▶ [Textauszug]
Cover

Wie ich zum Schreiben kam

Wie ich zum Schreiben kam? Keine Ahnung! Vielleicht, weil ich so schüchtern war, dass ich mich kaum getraut habe, den Mund aufzumachen.

Am Anfang war es nicht leicht. Ich bin so „halbe Linkshänderin“. In der Schule kam mit Links schreiben natürlich überhaupt nicht in Frage – zu meiner Zeit. Ich habe es auch gar nicht erst versucht, war ja ein „braves“ Mädchen und wollte sicher auch nicht auffallen.

Damals mussten wir oft Schönschrift üben. Das hat mir Spaß gemacht und ging auch ganz gut. Aber ich war immer langsam beim Schreiben.

Ich glaube, dass durch das mit Rechts Schreiben in meinem Kopf ein leichtes Chaos angerichtet worden ist, denn ich hatte immer große Probleme bei Geschicklichkeitsübungen oder Koordinationsübungen mit Händen und Füssen – Klatschen, Arme berühren, auf die Knie schlagen in schneller Folge – das ging gar nicht. Da gab es bei mir sofort ein heilloses Durcheinander. Da half auch kein Üben.

In der Pubertät begann ich dann mit dem Tagebuchschreiben. Dem vertraute ich alles an, was ich mich niemandem zu sagen traute – bis meine Mutter es entdeckte und las, weil sie „mich besser verstehen“ wollte… Da war es natürlich aus damit. Meine Tagebücher – ich glaube, es waren drei – habe ich verbrannt.

▶ [Quellenangaben]
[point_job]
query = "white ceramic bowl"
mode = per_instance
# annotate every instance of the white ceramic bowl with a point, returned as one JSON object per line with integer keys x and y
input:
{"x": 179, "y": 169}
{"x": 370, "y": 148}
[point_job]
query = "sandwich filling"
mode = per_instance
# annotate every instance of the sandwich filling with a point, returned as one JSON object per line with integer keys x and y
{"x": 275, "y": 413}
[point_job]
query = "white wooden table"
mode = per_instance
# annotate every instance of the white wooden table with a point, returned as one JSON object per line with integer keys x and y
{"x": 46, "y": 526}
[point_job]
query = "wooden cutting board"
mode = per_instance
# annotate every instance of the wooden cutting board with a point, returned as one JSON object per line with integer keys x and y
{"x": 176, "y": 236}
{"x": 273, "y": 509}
* * *
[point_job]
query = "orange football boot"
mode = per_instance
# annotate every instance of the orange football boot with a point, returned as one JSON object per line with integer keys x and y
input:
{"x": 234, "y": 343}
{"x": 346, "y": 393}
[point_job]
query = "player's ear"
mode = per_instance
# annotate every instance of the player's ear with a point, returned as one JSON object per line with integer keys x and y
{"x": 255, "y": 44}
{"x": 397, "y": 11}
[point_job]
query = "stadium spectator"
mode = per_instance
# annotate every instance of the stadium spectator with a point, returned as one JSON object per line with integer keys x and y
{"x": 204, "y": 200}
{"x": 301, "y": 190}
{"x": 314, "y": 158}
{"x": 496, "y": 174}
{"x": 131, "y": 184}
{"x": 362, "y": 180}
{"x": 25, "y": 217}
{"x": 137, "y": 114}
* * *
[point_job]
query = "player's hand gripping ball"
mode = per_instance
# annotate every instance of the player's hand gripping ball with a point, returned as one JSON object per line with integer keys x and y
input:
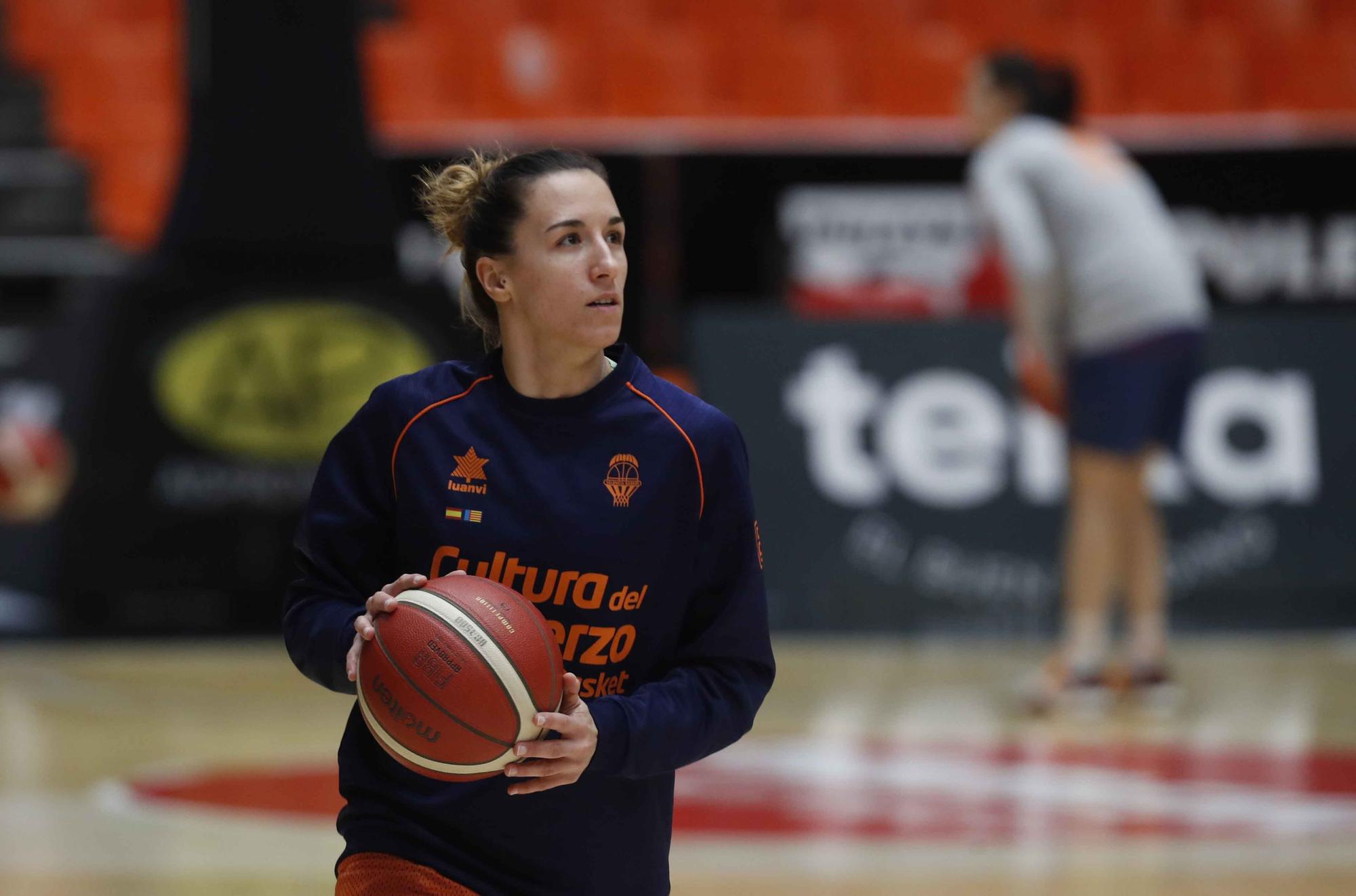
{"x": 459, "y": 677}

▶ [Aufgabe A] Erkläre anhand des Textauszugs in ein bis drei Sätzen, warum die Schreiberin in der Schule gar nicht erst versuchte, mit links zu schreiben.
▶ [Aufgabe B] Fasse den Absatz im Textauszug, der mit „Ich glaube, dass durch das mit Rechts Schreiben“ beginnt, als knappe Stichpunktliste zusammen, ohne seine wesentlichen Fakten wegzulassen.

▶ [Antwort A] Mit links zu schreiben kam in der Schule zu ihrer Zeit überhaupt nicht in Frage. Außerdem war sie ein „braves“ Mädchen und wollte nicht auffallen.

▶ [Antwort B]
- Vermutung: Das Schreiben mit rechts hat im Kopf ein leichtes Chaos angerichtet.
- Folge: immer große Probleme bei Geschicklichkeits- und Koordinationsübungen mit Händen und Füßen (Klatschen, Arme berühren, in schneller Folge auf die Knie schlagen).
- Dabei entstand sofort ein heilloses Durcheinander.
- Üben half nicht.